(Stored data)
-=-=-
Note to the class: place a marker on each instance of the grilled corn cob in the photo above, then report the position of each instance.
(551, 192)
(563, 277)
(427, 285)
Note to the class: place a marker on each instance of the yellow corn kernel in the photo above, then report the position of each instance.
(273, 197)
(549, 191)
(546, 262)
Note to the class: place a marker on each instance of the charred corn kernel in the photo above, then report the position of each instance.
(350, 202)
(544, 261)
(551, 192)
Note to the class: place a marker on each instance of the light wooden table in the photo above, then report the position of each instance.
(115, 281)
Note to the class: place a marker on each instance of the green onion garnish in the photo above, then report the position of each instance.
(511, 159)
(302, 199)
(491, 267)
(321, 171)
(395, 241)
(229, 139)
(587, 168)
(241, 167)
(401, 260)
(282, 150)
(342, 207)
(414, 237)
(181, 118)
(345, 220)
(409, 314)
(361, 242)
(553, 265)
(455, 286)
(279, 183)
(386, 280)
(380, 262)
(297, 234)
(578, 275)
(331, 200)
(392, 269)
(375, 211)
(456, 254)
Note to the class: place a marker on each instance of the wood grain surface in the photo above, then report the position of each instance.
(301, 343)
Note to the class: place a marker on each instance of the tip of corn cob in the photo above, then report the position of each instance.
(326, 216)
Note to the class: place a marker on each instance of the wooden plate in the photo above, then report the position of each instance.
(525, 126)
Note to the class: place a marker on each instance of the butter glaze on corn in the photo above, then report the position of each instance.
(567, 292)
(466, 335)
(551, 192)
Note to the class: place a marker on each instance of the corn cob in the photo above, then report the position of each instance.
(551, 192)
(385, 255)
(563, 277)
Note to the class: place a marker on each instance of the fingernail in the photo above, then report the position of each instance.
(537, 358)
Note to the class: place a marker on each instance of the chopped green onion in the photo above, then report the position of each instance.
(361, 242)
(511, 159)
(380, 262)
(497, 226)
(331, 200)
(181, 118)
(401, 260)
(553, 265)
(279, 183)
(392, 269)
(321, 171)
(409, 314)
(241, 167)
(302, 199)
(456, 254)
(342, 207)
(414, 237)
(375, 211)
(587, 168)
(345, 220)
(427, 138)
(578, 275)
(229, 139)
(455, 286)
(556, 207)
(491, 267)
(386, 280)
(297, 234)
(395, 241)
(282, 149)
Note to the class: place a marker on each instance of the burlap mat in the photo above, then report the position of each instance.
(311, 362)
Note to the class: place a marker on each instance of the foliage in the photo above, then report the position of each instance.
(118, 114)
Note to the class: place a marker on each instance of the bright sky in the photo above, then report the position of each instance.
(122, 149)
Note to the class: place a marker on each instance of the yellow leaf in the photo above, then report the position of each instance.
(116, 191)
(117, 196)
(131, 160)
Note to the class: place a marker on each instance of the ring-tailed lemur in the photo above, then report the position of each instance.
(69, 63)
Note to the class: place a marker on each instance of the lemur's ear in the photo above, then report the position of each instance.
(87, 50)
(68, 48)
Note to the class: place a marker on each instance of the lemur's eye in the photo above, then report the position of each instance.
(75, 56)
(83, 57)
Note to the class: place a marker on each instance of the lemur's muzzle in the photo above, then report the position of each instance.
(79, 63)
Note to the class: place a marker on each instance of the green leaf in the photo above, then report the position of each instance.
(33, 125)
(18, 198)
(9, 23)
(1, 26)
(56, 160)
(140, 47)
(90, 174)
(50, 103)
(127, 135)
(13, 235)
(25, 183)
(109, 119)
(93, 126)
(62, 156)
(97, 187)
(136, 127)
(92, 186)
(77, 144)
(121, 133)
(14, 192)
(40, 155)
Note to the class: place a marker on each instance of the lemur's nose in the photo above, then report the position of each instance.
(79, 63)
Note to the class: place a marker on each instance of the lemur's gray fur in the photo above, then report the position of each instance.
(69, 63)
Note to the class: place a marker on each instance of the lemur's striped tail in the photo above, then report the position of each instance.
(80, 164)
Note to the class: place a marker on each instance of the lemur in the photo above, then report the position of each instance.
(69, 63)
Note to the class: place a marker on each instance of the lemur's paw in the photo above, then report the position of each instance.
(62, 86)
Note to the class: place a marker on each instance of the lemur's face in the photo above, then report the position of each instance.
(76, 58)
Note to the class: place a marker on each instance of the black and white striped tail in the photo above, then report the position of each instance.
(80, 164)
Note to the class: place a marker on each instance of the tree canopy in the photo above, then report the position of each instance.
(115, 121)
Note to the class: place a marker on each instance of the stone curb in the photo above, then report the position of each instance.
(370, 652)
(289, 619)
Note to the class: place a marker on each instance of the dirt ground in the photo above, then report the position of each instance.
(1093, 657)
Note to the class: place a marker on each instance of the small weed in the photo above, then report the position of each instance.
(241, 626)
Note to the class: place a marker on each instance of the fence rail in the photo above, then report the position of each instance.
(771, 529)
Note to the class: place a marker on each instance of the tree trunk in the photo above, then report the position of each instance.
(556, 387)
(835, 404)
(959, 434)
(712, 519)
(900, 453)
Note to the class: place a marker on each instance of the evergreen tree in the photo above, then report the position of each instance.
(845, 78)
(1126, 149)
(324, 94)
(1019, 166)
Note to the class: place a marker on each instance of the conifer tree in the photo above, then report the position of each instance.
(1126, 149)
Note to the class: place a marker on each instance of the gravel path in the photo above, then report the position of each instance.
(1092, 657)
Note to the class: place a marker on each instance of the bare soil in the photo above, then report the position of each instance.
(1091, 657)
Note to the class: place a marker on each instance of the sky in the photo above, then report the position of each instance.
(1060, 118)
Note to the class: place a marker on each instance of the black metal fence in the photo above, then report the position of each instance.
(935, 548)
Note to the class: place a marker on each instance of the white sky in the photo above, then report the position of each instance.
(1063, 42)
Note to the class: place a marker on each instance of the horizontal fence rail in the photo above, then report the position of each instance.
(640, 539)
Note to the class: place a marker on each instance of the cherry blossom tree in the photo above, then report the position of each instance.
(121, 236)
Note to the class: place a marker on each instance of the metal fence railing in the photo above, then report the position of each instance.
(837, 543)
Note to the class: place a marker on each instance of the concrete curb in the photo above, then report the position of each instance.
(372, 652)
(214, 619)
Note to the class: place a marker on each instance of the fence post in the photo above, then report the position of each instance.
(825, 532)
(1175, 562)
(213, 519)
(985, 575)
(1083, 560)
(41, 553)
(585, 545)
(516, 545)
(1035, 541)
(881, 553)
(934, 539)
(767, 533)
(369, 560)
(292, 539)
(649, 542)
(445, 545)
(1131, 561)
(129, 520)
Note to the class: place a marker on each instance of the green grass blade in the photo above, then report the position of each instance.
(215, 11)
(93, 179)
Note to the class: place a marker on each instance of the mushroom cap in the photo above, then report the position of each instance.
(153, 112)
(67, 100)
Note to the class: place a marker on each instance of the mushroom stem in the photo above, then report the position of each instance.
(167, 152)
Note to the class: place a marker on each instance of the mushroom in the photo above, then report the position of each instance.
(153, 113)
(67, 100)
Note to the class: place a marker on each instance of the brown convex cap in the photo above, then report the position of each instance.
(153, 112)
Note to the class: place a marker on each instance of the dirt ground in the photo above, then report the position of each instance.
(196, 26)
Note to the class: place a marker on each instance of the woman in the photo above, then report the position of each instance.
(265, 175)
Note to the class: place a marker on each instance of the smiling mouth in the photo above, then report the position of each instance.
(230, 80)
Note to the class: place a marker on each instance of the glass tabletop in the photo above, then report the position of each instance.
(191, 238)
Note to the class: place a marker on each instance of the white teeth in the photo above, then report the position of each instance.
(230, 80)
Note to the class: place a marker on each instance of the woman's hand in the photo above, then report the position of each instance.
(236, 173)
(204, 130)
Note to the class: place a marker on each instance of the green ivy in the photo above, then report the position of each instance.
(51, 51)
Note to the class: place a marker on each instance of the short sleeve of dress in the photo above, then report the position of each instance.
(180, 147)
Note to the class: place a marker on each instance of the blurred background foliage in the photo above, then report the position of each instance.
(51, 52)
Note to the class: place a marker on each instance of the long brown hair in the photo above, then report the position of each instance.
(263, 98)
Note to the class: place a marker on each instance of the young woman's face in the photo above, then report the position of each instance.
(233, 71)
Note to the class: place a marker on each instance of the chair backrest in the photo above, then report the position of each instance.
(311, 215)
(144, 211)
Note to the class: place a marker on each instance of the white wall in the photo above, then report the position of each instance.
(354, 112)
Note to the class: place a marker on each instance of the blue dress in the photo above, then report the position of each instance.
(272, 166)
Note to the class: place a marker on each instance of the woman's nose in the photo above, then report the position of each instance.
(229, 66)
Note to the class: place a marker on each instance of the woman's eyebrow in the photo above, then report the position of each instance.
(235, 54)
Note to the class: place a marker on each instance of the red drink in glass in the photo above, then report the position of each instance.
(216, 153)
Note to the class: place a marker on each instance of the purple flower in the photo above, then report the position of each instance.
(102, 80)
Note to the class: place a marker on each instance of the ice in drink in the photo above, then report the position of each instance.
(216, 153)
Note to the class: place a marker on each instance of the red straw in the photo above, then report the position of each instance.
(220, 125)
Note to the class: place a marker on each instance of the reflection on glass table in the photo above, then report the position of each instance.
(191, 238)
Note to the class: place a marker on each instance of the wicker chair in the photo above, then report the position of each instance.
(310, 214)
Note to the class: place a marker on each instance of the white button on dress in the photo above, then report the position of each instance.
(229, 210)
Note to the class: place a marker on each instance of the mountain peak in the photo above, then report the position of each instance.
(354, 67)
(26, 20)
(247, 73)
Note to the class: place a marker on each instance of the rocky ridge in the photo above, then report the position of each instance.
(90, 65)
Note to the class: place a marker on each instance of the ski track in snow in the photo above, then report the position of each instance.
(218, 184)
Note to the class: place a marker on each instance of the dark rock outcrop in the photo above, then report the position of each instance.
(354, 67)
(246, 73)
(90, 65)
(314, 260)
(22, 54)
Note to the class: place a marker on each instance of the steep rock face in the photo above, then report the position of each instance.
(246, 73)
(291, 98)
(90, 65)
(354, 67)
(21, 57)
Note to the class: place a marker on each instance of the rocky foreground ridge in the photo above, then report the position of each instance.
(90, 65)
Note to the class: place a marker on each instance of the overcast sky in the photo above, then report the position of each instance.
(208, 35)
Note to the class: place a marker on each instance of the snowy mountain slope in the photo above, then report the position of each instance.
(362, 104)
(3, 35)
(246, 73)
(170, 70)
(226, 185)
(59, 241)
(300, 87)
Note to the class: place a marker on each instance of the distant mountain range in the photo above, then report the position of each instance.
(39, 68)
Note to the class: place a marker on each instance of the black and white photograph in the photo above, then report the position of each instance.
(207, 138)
-=-=-
EXERCISE:
Copy out every line from the one containing "of the overcast" to the end of the material, both ends included.

COMPLETED TASK:
Note to the class: place a marker on each instance of the overcast sky in the photo above, then report the position of each instance.
(208, 35)
Note to the class: place a marker on each instance of the snowy mountain slope in the photo above, then report the position of each instance.
(362, 104)
(3, 35)
(246, 73)
(170, 70)
(226, 185)
(59, 241)
(300, 87)
Note to the class: place a marker on each instance of the distant mountain range in the photo above, then report the position of each instance.
(39, 68)
Note to the class: place a marker on each instance of the black and white photograph in the photo above, then report the position of each instance.
(207, 138)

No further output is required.